▶ REQUEST A
In the post on C S Lewis and monasticism, who was Lewis traveling to the zoo with when he made a specific commitment to Christian belief?

▶ PAGE TEXT
--------------------------------------------------

In the last post, as I began to unpack monasticism and asceticism with C S Lewis’s help, I took a passage from his science fiction novel That Hideous Strength as a window into the way that war, by shaking all our self-interests and focusing us on a higher goal, can give us a new vision and focus for life. I concluded, drawing from a phrase of Lewis’ in that book: “‘The immense weight of obedience’ involved in asceticism, too, can attune us more finely to our relationships, relativize our petty anxieties and cares, and help us live our earthly, human lives with more zest and appreciation.” Now, to continue:
Why monasticism?
This focusing function may be a helpful general principle about asceticism. But we may fairly ask: “What makes us think the particular ascetic modes of monasticism have any answers on our modern problems? They’re so . . . medieval! Stone cloisters, hard beds, celibacy, rising at ungodly hours to chant Psalms in Latin? Really? This is the balm for our ills?”
Lewis plumbs the depths of self
Lewis, in the year leading up to his conversion, struggled mightily with his “flesh” – and even more with spiritual pride, a sin the monastic fathers unanimously agreed was among the worst, and especially tending to beset those making efforts in their lives to achieve spiritual progress.
From early on, as he struggled toward conversion, Lewis also appreciated the asceticism of the Middle Ages. It was 1931 when Lewis took has famous late-night walk with his close friends Tolkien and Hugo Dyson and then, soon after, made a specific commitment to Christian belief while on his way to the zoo with his brother. The previous year, on Jan 30, he had written to Greeves “saying that things were continuing to go well for him spiritually, though he tried not to take pride in his progress, knowing that it came from the grace of [146] God, not from his own efforts.” In an ascetical key, he admitted that there seemed to be “no end” to his spiritual pride. He found in himself “depth under depth of self-love and self-admiration,” which prevented him from “making even the faintest approach to giving up my own will: which as everyone has told us is the only thing to do.’”[1]
Without too much exaggeration, we can say that this struggle with pride and self-will is the taproot of the monastic tradition. Lewis knew that. As the “hound of heaven” closed in on him, he wrote to Barfield: “Terrible things are happening to me. The “Spirit” or “Real I” [a term straight out of the Theologia Germanica] is showing an alarming tendency to become much more personal and is taking the offensive, and behaving just like God. You’d better come on Monday at the latest or I may have entered a monastery.’”[2]
Though of course he never did this, we see how strong this awareness of the importance of ascetic self-denial was for Lewis in a letter to his friend Owen Barfield on Sept. 12th, 1938, as the storm clouds of World War II so clearly gathered overhead.

--------------------------------------------------

Object point labels
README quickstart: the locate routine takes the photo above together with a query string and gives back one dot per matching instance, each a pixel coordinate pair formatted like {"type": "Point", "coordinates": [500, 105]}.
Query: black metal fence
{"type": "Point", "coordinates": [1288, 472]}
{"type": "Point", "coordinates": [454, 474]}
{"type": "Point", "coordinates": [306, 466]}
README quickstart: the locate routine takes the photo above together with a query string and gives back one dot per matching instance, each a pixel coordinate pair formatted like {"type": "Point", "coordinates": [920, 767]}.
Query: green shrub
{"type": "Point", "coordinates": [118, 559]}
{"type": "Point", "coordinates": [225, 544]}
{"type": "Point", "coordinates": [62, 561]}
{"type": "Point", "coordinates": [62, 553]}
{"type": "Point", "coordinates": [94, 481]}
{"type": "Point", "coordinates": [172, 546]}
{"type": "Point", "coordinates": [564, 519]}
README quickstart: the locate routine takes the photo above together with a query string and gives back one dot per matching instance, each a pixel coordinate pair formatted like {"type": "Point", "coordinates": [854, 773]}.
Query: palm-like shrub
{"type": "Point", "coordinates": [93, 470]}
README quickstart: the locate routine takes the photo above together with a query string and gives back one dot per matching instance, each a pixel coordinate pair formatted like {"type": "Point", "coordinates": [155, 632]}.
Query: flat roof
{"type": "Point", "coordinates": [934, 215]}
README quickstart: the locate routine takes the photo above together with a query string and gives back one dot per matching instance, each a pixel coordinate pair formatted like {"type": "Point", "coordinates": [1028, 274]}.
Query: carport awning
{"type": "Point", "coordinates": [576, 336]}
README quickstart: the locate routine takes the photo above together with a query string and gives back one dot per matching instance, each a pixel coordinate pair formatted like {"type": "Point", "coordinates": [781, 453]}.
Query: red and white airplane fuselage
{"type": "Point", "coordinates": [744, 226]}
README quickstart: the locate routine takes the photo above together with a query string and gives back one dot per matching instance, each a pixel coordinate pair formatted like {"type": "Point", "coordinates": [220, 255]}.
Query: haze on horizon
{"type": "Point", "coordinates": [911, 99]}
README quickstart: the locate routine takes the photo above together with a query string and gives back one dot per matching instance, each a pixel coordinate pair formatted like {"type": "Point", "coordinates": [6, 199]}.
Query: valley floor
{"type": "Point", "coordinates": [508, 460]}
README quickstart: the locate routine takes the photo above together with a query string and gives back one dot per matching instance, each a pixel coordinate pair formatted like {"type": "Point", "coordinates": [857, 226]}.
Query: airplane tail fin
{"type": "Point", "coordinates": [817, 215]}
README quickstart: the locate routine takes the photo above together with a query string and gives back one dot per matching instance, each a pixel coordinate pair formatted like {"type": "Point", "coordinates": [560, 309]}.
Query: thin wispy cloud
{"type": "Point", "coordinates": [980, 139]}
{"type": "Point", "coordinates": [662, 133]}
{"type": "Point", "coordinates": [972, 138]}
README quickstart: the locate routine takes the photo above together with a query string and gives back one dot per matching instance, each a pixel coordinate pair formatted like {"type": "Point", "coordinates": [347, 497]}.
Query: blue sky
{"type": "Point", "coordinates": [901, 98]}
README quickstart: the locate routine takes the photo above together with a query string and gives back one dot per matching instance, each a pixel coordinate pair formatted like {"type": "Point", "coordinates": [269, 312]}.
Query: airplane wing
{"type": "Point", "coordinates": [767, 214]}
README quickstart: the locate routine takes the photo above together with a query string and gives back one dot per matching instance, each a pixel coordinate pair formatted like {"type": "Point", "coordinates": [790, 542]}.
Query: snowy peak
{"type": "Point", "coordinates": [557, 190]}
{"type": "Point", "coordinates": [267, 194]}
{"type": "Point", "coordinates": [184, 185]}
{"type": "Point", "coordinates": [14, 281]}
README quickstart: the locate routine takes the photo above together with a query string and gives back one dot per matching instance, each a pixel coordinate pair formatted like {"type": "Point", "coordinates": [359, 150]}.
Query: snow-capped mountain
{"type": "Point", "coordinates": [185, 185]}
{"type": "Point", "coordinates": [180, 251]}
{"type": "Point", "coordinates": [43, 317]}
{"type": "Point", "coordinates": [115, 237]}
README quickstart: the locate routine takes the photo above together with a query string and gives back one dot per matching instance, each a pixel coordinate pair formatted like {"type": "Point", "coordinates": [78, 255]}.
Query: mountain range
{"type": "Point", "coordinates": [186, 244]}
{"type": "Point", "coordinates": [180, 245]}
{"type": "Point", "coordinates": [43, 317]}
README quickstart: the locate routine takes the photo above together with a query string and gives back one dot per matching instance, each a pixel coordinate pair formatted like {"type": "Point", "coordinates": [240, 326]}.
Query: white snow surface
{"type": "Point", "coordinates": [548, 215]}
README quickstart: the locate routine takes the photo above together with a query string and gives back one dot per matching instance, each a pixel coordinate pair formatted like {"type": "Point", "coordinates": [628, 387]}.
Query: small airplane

--------------------------------------------------

▶ REQUEST B
Rewrite the entries from their start through the line containing "Query: black metal fence", replacing "black" with "dark" and keeping everything else the same.

▶ TASK SOLUTION A
His brother.

▶ TASK SOLUTION B
README quickstart: the locate routine takes the photo above together with a query string and gives back one dot per matching instance, each a pixel coordinate pair formatted like {"type": "Point", "coordinates": [500, 105]}.
Query: dark metal fence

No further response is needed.